Data penunjukan objek pada foto
****************
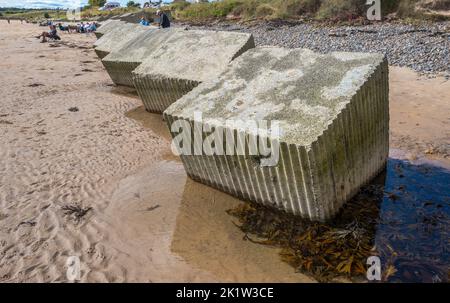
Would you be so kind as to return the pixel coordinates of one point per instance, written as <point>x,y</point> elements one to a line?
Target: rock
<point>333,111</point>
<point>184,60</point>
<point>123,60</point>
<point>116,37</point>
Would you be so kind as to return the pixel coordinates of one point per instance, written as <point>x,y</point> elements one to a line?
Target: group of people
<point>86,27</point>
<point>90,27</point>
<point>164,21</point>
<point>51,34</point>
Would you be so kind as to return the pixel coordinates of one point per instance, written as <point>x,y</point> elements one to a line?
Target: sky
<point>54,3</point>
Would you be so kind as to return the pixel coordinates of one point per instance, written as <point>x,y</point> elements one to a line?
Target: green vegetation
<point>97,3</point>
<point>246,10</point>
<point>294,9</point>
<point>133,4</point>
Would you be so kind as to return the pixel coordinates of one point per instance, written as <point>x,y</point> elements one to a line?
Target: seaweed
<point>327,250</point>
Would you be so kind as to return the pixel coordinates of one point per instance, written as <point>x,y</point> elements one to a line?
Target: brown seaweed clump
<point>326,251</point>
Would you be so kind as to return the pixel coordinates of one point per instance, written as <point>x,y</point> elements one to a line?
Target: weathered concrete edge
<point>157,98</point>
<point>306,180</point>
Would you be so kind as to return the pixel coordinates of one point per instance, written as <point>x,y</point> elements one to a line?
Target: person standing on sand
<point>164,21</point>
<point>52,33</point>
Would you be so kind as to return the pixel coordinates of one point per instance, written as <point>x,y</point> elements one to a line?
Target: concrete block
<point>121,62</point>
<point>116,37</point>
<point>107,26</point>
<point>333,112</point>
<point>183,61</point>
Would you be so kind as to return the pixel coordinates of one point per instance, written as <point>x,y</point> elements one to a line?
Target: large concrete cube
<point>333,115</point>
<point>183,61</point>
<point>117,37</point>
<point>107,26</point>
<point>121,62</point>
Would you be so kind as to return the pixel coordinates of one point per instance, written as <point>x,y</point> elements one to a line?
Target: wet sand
****************
● KETENTUAN TUGAS: Bisakah Anda menulis ulang semua data di atas baris demi baris tanpa mengubah apa pun, tetapi tanpa menyertakan gambarnya?

● JAWABAN DI BAWAH:
Would you be so kind as to return the pixel coordinates of one point per instance, written as <point>x,y</point> elements one to a line?
Target: rock
<point>333,111</point>
<point>184,60</point>
<point>123,60</point>
<point>116,37</point>
Would you be so kind as to return the pixel coordinates of one point per instance, written as <point>x,y</point> elements one to a line?
Target: group of people
<point>86,27</point>
<point>90,27</point>
<point>164,21</point>
<point>51,34</point>
Would you be so kind as to return the pixel coordinates of one point per instance, written as <point>x,y</point> elements one to a line?
Target: sky
<point>54,3</point>
Would you be so kind as to return the pixel coordinates of one point per instance, written as <point>x,y</point> elements one to a line?
Target: green vegetation
<point>97,3</point>
<point>246,10</point>
<point>294,9</point>
<point>133,4</point>
Would you be so kind as to return the pixel coordinates of one point per instance, written as <point>x,y</point> elements one to a line?
Target: seaweed
<point>327,250</point>
Would you be so kind as to return the pixel coordinates of one point per instance, written as <point>x,y</point> elements one to a line?
Target: brown seaweed clump
<point>326,251</point>
Would you be so kind as to return the pixel coordinates of one point per instance, written as <point>x,y</point> elements one to a line?
Target: weathered concrete edge
<point>157,98</point>
<point>306,180</point>
Would you be so kind as to return the pixel coordinates of one point per instance, written as <point>x,y</point> elements one to a line?
Target: person standing on sand
<point>164,21</point>
<point>52,33</point>
Would you be so kind as to return the pixel coordinates of one point per instance, written as <point>x,y</point> elements one to a line?
Target: concrete block
<point>121,62</point>
<point>116,37</point>
<point>107,26</point>
<point>333,112</point>
<point>183,61</point>
Would you be so kind as to return the pixel coordinates of one point per instance, written as <point>x,y</point> elements one to a line?
Target: large concrete cube
<point>333,115</point>
<point>183,61</point>
<point>117,37</point>
<point>107,26</point>
<point>121,62</point>
Would you be so kind as to return the pixel coordinates of one point per instance, written as <point>x,y</point> elements one to a line?
Target: wet sand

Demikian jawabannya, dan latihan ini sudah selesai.